Revise the passage on Rwanda and money from the words "In October 1876, when" through "the monetary economy.", changing "commodity traders" to "merchants".

PASSAGE
* * *

Thursday May 02 2019
coin

Recruiters across the country’s major cities dupe Rwandans to send money into the Ponzi scheme.

In October 1876, when Hamad bin Muhammad bin Juma bin Rajab el Murjebi aka Tippu Tip — the infamous Zanzibari slave trader — met the explorer Henry Morton Stanley, he warned him against trespassing into Rwanda’s warrior Mwami Kigeli IV Rwabugiri’s territory and instead circumvent it on their way to Congo.

Rwabugiri’s reputation not only kept away slave traders but commodity traders too; hence cowrie shells and Indian rupees used in the wider East African region took longer to reach the country and consequently the monetary economy.

Even when monetary as opposed to barter trade was introduced in Rwanda, the source of money and monetary wealth was not understood. There are those in our society who believe that there are some do-gooders overseas who have accumulated so much money that they are looking for Africans to share it with for no work done.

* * *

RECORD LIST

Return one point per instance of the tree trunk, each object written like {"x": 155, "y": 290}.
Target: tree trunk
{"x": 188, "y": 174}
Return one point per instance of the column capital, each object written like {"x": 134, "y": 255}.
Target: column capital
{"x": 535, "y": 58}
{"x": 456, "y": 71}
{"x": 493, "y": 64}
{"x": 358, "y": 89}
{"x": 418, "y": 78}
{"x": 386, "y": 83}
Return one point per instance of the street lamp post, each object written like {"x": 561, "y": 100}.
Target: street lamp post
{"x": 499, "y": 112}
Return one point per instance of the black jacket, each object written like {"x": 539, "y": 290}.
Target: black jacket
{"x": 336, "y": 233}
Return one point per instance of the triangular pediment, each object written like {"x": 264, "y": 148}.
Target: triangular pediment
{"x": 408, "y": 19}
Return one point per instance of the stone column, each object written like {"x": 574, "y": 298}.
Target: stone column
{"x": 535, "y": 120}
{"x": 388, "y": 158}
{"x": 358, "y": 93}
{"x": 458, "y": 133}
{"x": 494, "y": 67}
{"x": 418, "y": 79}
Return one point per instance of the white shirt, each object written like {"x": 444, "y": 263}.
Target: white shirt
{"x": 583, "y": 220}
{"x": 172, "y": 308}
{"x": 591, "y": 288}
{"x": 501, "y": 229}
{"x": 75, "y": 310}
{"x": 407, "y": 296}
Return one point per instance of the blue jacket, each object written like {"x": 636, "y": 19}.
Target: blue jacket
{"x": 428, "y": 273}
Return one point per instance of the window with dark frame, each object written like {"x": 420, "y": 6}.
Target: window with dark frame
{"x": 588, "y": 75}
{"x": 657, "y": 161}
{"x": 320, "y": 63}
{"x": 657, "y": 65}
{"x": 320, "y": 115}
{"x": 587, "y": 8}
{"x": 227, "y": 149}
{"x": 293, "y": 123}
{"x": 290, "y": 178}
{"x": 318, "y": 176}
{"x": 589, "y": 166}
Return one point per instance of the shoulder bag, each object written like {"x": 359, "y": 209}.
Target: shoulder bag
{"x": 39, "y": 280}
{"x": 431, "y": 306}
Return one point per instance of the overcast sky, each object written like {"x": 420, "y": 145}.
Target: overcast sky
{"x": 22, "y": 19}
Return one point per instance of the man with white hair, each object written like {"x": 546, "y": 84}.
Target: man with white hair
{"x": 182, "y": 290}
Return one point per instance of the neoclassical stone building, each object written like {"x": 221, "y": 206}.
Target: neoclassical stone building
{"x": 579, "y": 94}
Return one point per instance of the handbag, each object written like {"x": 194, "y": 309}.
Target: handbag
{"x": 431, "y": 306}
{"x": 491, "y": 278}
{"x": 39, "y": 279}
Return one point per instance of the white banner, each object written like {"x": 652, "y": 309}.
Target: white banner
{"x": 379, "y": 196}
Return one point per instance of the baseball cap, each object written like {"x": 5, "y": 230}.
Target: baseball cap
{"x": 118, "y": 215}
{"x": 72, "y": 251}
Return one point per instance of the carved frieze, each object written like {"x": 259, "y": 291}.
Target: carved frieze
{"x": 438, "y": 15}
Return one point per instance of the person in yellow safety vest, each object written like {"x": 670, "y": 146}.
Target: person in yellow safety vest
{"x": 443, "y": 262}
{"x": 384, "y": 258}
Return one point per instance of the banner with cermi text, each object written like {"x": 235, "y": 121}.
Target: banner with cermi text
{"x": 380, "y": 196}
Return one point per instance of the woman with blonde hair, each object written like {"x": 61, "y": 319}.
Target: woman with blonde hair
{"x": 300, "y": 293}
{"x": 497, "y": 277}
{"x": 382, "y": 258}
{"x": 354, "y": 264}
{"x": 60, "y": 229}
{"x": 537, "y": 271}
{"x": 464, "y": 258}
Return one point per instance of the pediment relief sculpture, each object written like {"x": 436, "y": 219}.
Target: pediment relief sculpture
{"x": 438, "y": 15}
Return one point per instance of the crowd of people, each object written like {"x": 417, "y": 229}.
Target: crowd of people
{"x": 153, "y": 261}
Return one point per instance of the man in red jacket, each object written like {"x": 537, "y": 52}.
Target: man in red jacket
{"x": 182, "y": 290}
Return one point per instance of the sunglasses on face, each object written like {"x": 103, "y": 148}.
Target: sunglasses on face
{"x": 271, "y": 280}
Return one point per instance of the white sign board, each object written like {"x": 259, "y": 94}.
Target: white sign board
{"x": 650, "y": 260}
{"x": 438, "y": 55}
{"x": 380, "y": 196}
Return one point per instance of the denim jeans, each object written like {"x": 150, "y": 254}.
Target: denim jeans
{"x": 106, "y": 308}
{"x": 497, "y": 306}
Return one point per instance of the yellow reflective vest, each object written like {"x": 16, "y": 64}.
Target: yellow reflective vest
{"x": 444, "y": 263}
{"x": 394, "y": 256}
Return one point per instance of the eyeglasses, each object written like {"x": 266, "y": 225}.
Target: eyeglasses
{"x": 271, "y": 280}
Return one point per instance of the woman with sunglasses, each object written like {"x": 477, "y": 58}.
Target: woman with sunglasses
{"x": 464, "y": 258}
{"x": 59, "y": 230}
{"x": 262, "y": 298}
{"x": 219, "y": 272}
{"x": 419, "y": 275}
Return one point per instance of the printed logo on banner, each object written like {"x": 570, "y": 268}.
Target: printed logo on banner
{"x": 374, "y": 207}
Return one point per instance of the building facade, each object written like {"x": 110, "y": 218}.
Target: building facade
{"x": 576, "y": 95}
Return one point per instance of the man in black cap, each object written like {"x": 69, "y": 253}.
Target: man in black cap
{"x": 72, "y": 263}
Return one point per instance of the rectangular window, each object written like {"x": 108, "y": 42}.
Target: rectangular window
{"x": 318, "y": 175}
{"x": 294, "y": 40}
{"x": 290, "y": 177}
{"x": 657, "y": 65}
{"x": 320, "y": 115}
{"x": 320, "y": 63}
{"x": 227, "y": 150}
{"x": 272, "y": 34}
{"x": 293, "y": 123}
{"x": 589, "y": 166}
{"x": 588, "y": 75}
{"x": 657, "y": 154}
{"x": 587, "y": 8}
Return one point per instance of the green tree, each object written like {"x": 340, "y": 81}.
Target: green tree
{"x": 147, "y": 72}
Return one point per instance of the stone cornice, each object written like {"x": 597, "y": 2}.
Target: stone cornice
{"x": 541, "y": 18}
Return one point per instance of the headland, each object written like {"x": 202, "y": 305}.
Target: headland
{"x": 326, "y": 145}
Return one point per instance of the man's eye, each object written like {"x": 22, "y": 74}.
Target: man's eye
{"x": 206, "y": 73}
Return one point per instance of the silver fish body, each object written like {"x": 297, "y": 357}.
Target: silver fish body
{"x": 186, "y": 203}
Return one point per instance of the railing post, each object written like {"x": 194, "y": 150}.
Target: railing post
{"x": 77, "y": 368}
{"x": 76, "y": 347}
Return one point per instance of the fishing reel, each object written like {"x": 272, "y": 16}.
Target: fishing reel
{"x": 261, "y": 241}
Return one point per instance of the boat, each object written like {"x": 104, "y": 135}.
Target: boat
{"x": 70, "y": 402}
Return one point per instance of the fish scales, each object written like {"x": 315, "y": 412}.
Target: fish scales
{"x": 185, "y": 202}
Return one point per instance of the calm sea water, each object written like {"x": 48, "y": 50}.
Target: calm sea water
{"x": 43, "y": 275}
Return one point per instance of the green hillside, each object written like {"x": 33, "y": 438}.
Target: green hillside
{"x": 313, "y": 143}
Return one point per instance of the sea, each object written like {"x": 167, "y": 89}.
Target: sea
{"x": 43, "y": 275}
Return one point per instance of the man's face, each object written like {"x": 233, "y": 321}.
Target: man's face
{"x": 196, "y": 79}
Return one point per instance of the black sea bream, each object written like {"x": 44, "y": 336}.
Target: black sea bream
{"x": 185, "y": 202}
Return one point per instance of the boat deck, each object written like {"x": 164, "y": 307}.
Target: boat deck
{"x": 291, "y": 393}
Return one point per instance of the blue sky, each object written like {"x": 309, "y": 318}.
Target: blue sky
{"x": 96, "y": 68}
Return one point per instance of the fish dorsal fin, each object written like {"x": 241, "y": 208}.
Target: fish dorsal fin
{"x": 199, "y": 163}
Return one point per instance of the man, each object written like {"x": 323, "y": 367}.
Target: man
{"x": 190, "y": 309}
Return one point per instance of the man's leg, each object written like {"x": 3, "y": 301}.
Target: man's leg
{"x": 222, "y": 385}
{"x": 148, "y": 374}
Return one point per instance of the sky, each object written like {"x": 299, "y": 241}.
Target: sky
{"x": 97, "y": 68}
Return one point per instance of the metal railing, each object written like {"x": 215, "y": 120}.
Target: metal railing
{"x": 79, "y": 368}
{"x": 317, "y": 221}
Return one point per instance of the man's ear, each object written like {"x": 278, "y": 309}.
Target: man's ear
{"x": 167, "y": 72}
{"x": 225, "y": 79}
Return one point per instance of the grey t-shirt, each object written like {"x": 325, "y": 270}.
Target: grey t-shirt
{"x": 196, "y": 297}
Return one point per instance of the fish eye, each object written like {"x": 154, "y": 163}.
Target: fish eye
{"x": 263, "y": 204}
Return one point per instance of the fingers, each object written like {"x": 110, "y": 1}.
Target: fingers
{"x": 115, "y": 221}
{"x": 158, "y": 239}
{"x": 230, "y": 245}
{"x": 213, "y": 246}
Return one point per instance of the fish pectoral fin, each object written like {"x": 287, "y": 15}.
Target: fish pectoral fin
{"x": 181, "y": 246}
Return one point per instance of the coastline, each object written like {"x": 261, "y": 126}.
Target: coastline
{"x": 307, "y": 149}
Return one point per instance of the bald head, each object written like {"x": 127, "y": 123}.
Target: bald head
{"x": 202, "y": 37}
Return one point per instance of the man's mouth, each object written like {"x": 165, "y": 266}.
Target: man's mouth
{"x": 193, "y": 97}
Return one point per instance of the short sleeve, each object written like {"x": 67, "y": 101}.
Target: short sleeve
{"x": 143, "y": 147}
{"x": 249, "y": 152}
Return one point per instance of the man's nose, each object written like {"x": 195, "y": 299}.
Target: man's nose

* * *

ANSWER
In October 1876, when Hamad bin Muhammad bin Juma bin Rajab el Murjebi aka Tippu Tip — the infamous Zanzibari slave trader — met the explorer Henry Morton Stanley, he warned him against trespassing into Rwanda’s warrior Mwami Kigeli IV Rwabugiri’s territory and instead circumvent it on their way to Congo.

Rwabugiri’s reputation not only kept away slave traders but merchants too; hence cowrie shells and Indian rupees used in the wider East African region took longer to reach the country and consequently the monetary economy.